#### Extrait choisi
Interview\’Her – Avril : Camille Naude

Pour ce mois d'avril, nous avons échangé avec Camille Naude, fondatrice de l'agence 100% sport, "My Sport Agency" et de la "Women's French Cup".

 Bonjour Camille, merci tout d’abord. On va rentrer dans le vif du sujet de suite, vous avez monté My Sport Agency et aussi la Women french Cup, c’était durant la même année il me semble ?

CN : « Alors oui, My Sport Agency, c’était en 2016 et le tournoi, la première édition était en 2017 oui. Mais effectivement c’était assez concomitant oui, la création de l’agence et du tournoi. »

Pour vous, les deux sont complémentaires ou vous avez monté l’agence et l’événement de manière totalement séparée ?

CN : »C’est quelque chose d’assez séparé, dans le processus de création du moins. Je ne me suis pas dit qu’en même temps que j’allais créer l’agence, j’allais créer le tournoi. C’est venu un peu sur le fait, je pense que ça faisait très longtemps je pensais au tournoi sans pouvoir le matérialiser. On va dire que l’agence a été un très bon moyen de pouvoir le concrétiser. Effectivement c’est l’agence qui a permis de réaliser toute la partie graphique, communication et communicante de l’événement. C’était plus facile d’avoir en interne des outils qui nous ont permis de créer un site internet, de créer l’annonciation de l’événement et ça tombait bien. »

D’où vous est venue l’idée de tout ça ? Les déclencheurs, les tenants, les aboutissants ?

CN : « Pour l’agence, je dirai que j’ai ressenti assez rapidement le besoin de créer ma propre boîte. Ce que je n’ai pas fait toute seule, parce que j’ai un associé, on était deux à la créer. Mais ce que j’avais fait seule auparavant, parce qu’en fait avant de créer My Sport Agency, j’avais déjà ma propre entreprise donc j’imagine que j’ai toujours eu cette volonté là au fond de moi, de créer quelque chose par moi-même et pour moi-même entre guillemets. Dons ça, c’est quelque chose que j’ai depuis toujours : la liberté, l’indépendance, la prise de risque.

Pour le tournoi, c’est un peu différent. Le tournoi c’est plus sur des considérations – même si au départ je ne réalisais pas vraiment – d’engagement sociétal on va dire, de promotion de ce sport-là, de sa discipline. Aussi de constats que tout le monde a pu faire sur la différence entre le sport masculin et féminin et du fait qu’on ait envie de donner autant de chance aux femmes qu’aux hommes de se préparer. C’est de se dire qu’il n’y a pas de raisons que des clubs professionnels féminins n’aient pas la même exposition médiatique que les masculins.

#### Consigne donnée A
Recopiez à l'identique la partie de la liste qui va de sa toute première ligne jusqu'à la ligne contenant "[(22, 273), (274, 73), (172, 79), (36, 255)]", les deux bouts compris.
#### Consigne donnée B
Écrivez la suite de l'entretien avec Camille Naude, en partant juste après sa dernière phrase.
Le texte et la liste ne viennent pas de la même source.

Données
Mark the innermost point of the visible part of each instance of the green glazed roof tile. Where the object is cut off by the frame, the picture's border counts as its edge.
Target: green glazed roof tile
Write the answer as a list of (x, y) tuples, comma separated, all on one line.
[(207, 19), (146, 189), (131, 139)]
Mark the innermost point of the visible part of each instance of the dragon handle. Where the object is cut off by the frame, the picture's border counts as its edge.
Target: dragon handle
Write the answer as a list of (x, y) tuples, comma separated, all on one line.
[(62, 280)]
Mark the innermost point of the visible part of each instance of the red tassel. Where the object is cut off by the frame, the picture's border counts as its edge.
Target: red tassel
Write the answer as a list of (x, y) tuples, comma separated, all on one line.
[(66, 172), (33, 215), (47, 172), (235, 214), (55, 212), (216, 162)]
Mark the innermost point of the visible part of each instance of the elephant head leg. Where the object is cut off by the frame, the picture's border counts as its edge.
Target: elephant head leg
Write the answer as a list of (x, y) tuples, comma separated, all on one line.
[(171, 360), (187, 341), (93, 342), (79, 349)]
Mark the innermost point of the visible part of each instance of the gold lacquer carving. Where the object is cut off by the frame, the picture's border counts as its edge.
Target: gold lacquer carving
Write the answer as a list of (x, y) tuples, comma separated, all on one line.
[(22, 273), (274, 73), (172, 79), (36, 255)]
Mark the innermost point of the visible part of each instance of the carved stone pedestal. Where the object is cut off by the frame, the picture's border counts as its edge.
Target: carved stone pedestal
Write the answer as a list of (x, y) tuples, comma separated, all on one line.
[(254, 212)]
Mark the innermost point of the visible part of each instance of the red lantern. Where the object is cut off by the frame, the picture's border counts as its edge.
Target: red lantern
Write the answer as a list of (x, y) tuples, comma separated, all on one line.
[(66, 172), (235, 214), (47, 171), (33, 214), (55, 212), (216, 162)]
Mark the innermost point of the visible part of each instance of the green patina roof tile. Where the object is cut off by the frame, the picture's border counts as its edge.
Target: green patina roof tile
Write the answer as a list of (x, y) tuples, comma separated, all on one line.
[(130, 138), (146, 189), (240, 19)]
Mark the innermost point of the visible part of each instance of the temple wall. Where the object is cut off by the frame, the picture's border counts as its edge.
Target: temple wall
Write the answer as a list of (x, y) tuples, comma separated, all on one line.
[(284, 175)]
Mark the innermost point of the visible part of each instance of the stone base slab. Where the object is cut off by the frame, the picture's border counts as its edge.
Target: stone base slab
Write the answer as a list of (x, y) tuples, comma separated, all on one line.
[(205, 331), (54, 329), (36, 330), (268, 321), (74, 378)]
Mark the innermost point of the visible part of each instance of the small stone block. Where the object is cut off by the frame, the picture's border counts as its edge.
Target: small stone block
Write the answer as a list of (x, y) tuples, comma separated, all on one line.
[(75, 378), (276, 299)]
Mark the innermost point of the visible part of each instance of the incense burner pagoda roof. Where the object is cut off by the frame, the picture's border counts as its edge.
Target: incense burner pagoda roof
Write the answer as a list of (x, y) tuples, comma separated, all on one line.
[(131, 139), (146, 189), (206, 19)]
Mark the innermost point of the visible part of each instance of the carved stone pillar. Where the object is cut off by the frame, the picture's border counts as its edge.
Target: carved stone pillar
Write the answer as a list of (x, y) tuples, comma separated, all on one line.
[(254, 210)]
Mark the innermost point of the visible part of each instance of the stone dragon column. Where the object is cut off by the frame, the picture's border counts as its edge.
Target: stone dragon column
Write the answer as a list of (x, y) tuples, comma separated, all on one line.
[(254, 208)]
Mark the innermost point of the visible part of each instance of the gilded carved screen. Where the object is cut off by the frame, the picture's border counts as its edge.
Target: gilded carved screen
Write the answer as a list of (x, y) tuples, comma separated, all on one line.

#### Résultat obtenu A
Mark the innermost point of the visible part of each instance of the green glazed roof tile. Where the object is cut off by the frame, the picture's border counts as its edge.
Target: green glazed roof tile
Write the answer as a list of (x, y) tuples, comma separated, all on one line.
[(207, 19), (146, 189), (131, 139)]
Mark the innermost point of the visible part of each instance of the dragon handle. Where the object is cut off by the frame, the picture's border counts as its edge.
Target: dragon handle
Write the answer as a list of (x, y) tuples, comma separated, all on one line.
[(62, 280)]
Mark the innermost point of the visible part of each instance of the red tassel. Where the object is cut off by the frame, the picture's border counts as its edge.
Target: red tassel
Write the answer as a list of (x, y) tuples, comma separated, all on one line.
[(66, 172), (33, 215), (47, 172), (235, 214), (55, 212), (216, 162)]
Mark the innermost point of the visible part of each instance of the elephant head leg. Where the object is cut off by the frame, the picture's border counts as its edge.
Target: elephant head leg
Write the answer as a list of (x, y) tuples, comma separated, all on one line.
[(171, 360), (187, 341), (93, 342), (79, 349)]
Mark the innermost point of the visible part of each instance of the gold lacquer carving. Where the object is cut off by the frame, the picture's border counts as its edge.
Target: gold lacquer carving
Write the answer as a list of (x, y) tuples, comma separated, all on one line.
[(22, 273), (274, 73), (172, 79), (36, 255)]

#### Résultat obtenu B
Donc on va dire que pour l’agence il y avait vraiment un engagement entrepreneurial qui est propre et qui m’appartient et pour le tournoi c’était aussi un engament sociétal. »

Vous avez aussi fait du football, vous en faîtes peut-être encore d’ailleurs ? Mais du coup, la WFC est venue peut-être de frustration, de ce que vous avez pu vivre sur le terrain ?

CN : « Alors je n’en fais plus, mais j’en ai fait 20 ans, oui. Après je n’ai jamais été joueuse professionnelle donc je n’ai jamais subi la frustration à ce point-là. Mais il n’empêche qu’à des niveaux semi-pros ou de hauts niveaux, il y avait déjà énormément de frustrations, de différences qui étaient faîtes au sein des clubs, même de petits et moyens clubs ou structure pro comme le TFC à l’époque. J’ai été formée là-bas, il y avait énormément de différences entre les garçons et les filles. Il y a des choses qui sont justifiées parfaitement parce qu’économiquement, ce n’est quand même pas le même monde, à un moment donné il faut aussi être réaliste. On ne peut pas comparer ce qui n’est pas comparable économiquement c’est certain. En revanche, il y a des clubs qui pourraient faire beaucoup plus avec, pas tant des moyens financiers, mais une simple question de volonté et qui ne le faisaient pas. Cela tout simplement parce qu’ils ne considéraient pas ce sport là comme une véritable discipline à part entière. Effectivement ça oui je l’ai subi donc ça fait partie d’une construction, d’un retour sur expérience. Après tant qu’on y est, on ne réalise pas toujours que c’est quand même flagrant, que c’est très discriminant et qu’il y a quand même beaucoup de choses à faire évoluer. C’est quand on prend un peu de recul et qu’on n’y est pas, qu’on le réalise. N’empêche que oui, c’est clair qu’en 20 ans de football, j’y ai laissé bien plus de temps, d’argent et d’énergie que j’aurai dû, c’est sûr. Mais bon après c’était pour du plaisir et c’était ça le but. Mais ça ne justifie pas tout. »

Oui bien sûr, ça reste quelque chose de compliqué. Je change un peu de sujet, je reviens sur votre agence, on est d’accord que vous faîtes la communication de sportifs ?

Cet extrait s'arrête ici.